╭─ SELECTED EXTRACT

Zhongde Energy built and operates our new biodiesel and specialty chemical refinery in Jiangyin Industrial Park, Fuqing City, Fujian Province, People’s Republic of China.  We have successfully transferred to the new Jiangyin plant and installed plant and equipment representing 50,000 tons of biodiesel and 40,000 tons of specialty chemicals capacity, which is all of our capacity except for our printing ink production line. As previously disclosed, prior to these transfers, the new Jiangyin plant had a production capacity of 100,000 tons of biodiesel per year, 30,000 tons of specialty chemicals per year or a combination of biodiesel and specialty chemicals for a total output of 70,000 tons per year. As a result of the consolidation of the two plants, the annual production capacity in the Jiangyin plant is now 110,000 tons of biodiesel per year, 40,000 tons of specialty chemicals per year or a combination of biodiesel and specialty chemicals for a total output of 50,000 tons of biodiesel and 40,000 tons of specialty chemicals per year.  The printing ink production line, which accounts for approximately 500 tons of annual production capacity, will remain at the old plant.
 
 
On November 10, 2011, Zhongde Energy entered into a Limited Liability Company Acquisition  Agreement with the owner of Handan Guanxin Technology Co., Ltd. (“Guanxin Technology”) to acquire 100% of the equity interest in Guanxin Technology.  Guanxin Technology is a supplier of specialty chemical feedstock in Hebei Province, People’s Republic of China.  The Company sought to acquire Guanxin Technology in order to mitigate the feedstock supply risk and have better control over the cost and quality of feedstock.  The consideration for the transaction included a cash payment of approximately $13.1 million (RMB 83 million).  As of the date of this report, the Company is still in the due diligence process of reviewing the books and records of Guanxin Technology.  If the books and records of Guanxin Technology do not agree with the information provided, the Company reserves the right to nullify the agreement within seven days from the date of the agreement.

Results of Operations

Three Months Ended September 30, 2011 Compared to the Three Months Ended September 30, 2010
 
Revenues. During the quarter ended September 30, 2011, we had net sales of $17,137,183 (6% from biodiesel sales and 94% from specialty chemicals sales), compared to net sales of $15,966,951 (14% from biodiesel sales and 86% from specialty chemicals sales) during the quarter ended September 30, 2010, an increase of approximately 7%. The increase in revenue was driven by increased average selling prices for our specialty chemicals products. We have shifted our focus to the specialty chemicals business, where we see strong demand and higher gross margin. For the quarter ended September 30, 2011, domestic sales and international sales were $14,632,211 and $2,504,972, respectively, compared to $13,584,721 and $2,382,230, respectively, for the quarter ended September 30, 2010, an increase of approximately 8% for the domestic sales and 5% for the international sales.  During the quarter ended September 30, 2011, we had sales volume of 8,815 tons from specialty chemicals and 1,170 tons from biodiesel, compared to sales volume of 8,935 tons from specialty chemicals and 3,213 tons from biodiesel during the quarter ended September 30, 2010.  We believe that the decrease in the sales volume of specialty chemicals and biodiesel was primarily due to our increased average selling price.  Because our feedstock material costs rose 27% for the quarter ended September 30, 2011, as compared to the quarter ended September 30, 2010, we increased our average selling prices.  However, we were only able to increase our average selling prices by 17% due to competitive pressures in the market place.  During the quarter ended September 30, 2011, the average selling price was approximately $1,773 per ton for specialty chemicals and approximately $897 per ton for biodiesel, compared to the quarter ended September 30, 2010, in which the average selling price was approximately $1,535 per ton for specialty chemicals and approximately $682 per ton for biodiesel. In addition to the effects of increased feedstock prices, the increase in average selling price for biodiesel was driven by an increase in the petroleum diesel wholesale price and the increase in average selling price for specialty chemicals was driven by increased demand and better product mix.

╰─
╭─ DATASET EXCERPTS

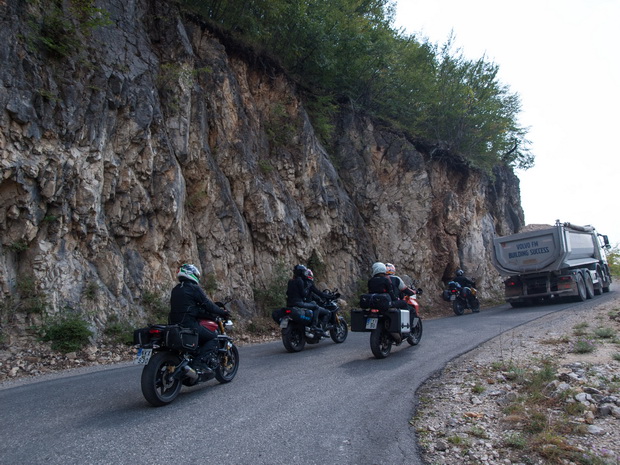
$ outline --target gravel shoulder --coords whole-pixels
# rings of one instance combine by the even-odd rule
[[[424,463],[620,464],[619,359],[620,296],[505,332],[418,390]]]

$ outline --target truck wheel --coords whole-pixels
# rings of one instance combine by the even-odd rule
[[[592,282],[592,275],[589,271],[584,273],[585,285],[586,285],[586,299],[594,297],[594,283]]]
[[[586,285],[583,282],[583,276],[580,273],[577,273],[577,278],[575,279],[577,282],[577,295],[575,296],[575,302],[584,302],[587,299],[586,296]]]

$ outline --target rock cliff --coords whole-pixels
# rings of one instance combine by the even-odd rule
[[[427,306],[459,266],[497,290],[491,240],[523,224],[511,170],[467,169],[347,107],[326,148],[269,60],[173,2],[97,5],[103,25],[58,9],[61,27],[47,2],[0,0],[5,312],[30,292],[47,313],[137,318],[183,262],[246,317],[256,289],[309,261],[345,298],[376,260]]]

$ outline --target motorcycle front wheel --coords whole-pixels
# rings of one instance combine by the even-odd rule
[[[142,370],[140,385],[142,395],[155,407],[167,405],[176,399],[181,390],[181,380],[172,374],[181,359],[170,352],[157,352]]]
[[[282,344],[288,352],[299,352],[306,346],[304,328],[289,323],[288,328],[282,329]]]
[[[375,358],[385,358],[392,351],[392,338],[383,328],[373,329],[370,332],[370,350]]]
[[[225,353],[218,356],[219,364],[215,369],[215,379],[220,383],[230,383],[239,369],[239,350],[234,344]]]
[[[407,342],[412,346],[418,345],[422,339],[422,318],[416,318],[416,320],[416,325],[411,328],[411,334],[407,338]]]
[[[456,299],[452,301],[452,311],[454,311],[455,315],[462,315],[463,313],[465,313],[465,305],[463,305],[463,302],[461,302],[460,299]]]
[[[329,335],[336,344],[340,344],[345,341],[349,334],[349,327],[344,318],[338,317],[338,323],[329,330]]]

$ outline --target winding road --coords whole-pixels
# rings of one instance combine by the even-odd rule
[[[368,333],[295,354],[281,342],[241,347],[233,382],[183,388],[162,408],[147,404],[141,367],[129,364],[5,383],[0,464],[421,464],[409,421],[426,379],[504,331],[612,296],[426,320],[418,346],[384,360]]]

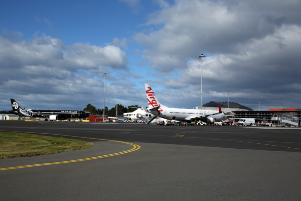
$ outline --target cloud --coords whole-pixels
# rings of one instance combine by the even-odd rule
[[[126,70],[127,63],[125,53],[113,45],[65,46],[45,35],[32,40],[0,36],[0,86],[5,97],[40,98],[48,103],[54,96],[66,100],[76,97],[71,102],[78,104],[84,97],[93,99],[102,88],[98,79],[104,71]]]
[[[176,1],[150,15],[144,25],[148,29],[133,38],[167,88],[200,95],[197,56],[203,53],[203,95],[208,102],[225,100],[230,93],[237,102],[276,104],[301,93],[300,9],[296,1]],[[169,74],[175,77],[167,79]]]

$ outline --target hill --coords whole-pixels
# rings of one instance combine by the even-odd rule
[[[221,106],[221,108],[228,108],[228,102],[215,102],[214,101],[211,101],[209,103],[207,103],[206,104],[204,104],[203,107],[212,107],[212,108],[218,108],[218,105]],[[238,104],[236,103],[229,102],[229,107],[230,108],[239,108],[241,109],[247,110],[248,111],[252,111],[252,109],[250,108],[242,106],[240,104]]]

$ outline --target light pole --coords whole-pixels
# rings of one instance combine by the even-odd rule
[[[202,94],[203,92],[203,57],[206,57],[206,56],[202,54],[200,56],[199,56],[198,57],[201,58],[201,59],[202,60],[202,69],[201,69],[201,110],[202,110],[203,105],[202,103]]]
[[[227,95],[228,95],[228,109],[229,109],[229,97],[230,97],[230,95],[227,94]]]
[[[189,109],[189,103],[190,102],[190,91],[187,91],[188,92],[188,109]]]
[[[117,117],[117,111],[118,111],[118,101],[116,102],[116,117]]]
[[[104,122],[104,100],[105,97],[105,76],[106,74],[103,73],[104,77],[104,85],[103,86],[103,116],[102,116],[102,122]]]

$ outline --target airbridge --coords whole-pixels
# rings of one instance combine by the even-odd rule
[[[298,118],[296,113],[274,113],[272,121],[275,121],[278,126],[298,126]]]

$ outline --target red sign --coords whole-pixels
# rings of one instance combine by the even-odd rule
[[[276,109],[270,109],[270,111],[295,111],[297,110],[296,108],[276,108]]]

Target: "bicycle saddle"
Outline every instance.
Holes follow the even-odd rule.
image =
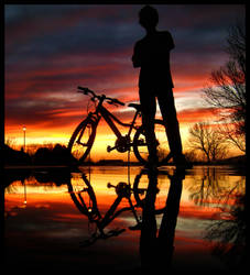
[[[128,107],[132,107],[134,109],[137,109],[138,111],[141,110],[141,105],[137,105],[137,103],[129,103]]]

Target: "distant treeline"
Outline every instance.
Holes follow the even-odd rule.
[[[30,155],[23,150],[13,150],[4,144],[4,165],[69,165],[77,164],[77,160],[66,146],[56,144],[52,148],[39,147]]]

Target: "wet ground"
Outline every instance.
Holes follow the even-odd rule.
[[[40,169],[9,173],[6,180],[10,272],[137,274],[241,265],[246,176],[233,167]]]

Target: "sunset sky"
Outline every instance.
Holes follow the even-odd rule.
[[[76,92],[77,86],[137,102],[139,69],[132,67],[131,56],[134,43],[144,36],[138,23],[142,7],[6,4],[6,140],[22,144],[25,125],[26,144],[66,145],[87,111],[88,98]],[[185,143],[192,123],[215,119],[202,89],[210,72],[228,59],[228,30],[244,19],[246,10],[242,4],[153,7],[160,15],[157,30],[169,30],[175,42],[171,66]],[[131,108],[110,110],[132,120]],[[105,131],[101,123],[99,157],[112,145],[107,144],[110,132],[104,135]]]

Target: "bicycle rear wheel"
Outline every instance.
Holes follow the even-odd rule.
[[[157,151],[159,165],[161,165],[163,160],[165,161],[167,156],[171,156],[169,141],[166,138],[165,124],[163,120],[154,121],[154,132],[155,132],[155,138],[156,138],[156,151]],[[141,164],[144,165],[148,163],[149,150],[148,150],[148,144],[145,140],[145,130],[143,125],[141,125],[134,134],[133,153]]]
[[[93,147],[96,138],[96,128],[97,123],[87,118],[79,123],[69,140],[68,150],[79,162],[86,160]]]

╰─

» STATED TASK A
Please turn the paragraph of the Zhongde Energy excerpt that begins "On November 10, 2011, Zhongde Energy entered into" into a short bulleted list that keeps its main facts.
» STATED TASK B
According to the Zhongde Energy excerpt, what was the average selling price of biodiesel during the quarter ended September 30, 2011?
» STATED TASK C
Translate this sentence from the Zhongde Energy excerpt into Spanish: "The printing ink production line, which accounts for approximately 500 tons of annual production capacity, will remain at the old plant."

» EXERCISE SOLUTION A
- On November 10, 2011, Zhongde Energy signed a Limited Liability Company Acquisition Agreement with the owner of Handan Guanxin Technology Co., Ltd. to acquire 100% of its equity interest.
- Guanxin Technology supplies specialty chemical feedstock in Hebei Province, People's Republic of China.
- The acquisition was meant to mitigate feedstock supply risk and give better control over feedstock cost and quality.
- The consideration included a cash payment of about $13.1 million (RMB 83 million).
- As of the report date, the Company was still reviewing Guanxin Technology's books and records in due diligence.
- If those records do not agree with the information provided, the Company may nullify the agreement within seven days from its date.

» EXERCISE SOLUTION B
Approximately $897 per ton.

» EXERCISE SOLUTION C
La línea de producción de tinta de impresión, que representa aproximadamente 500 toneladas de capacidad de producción anual, permanecerá en la planta antigua.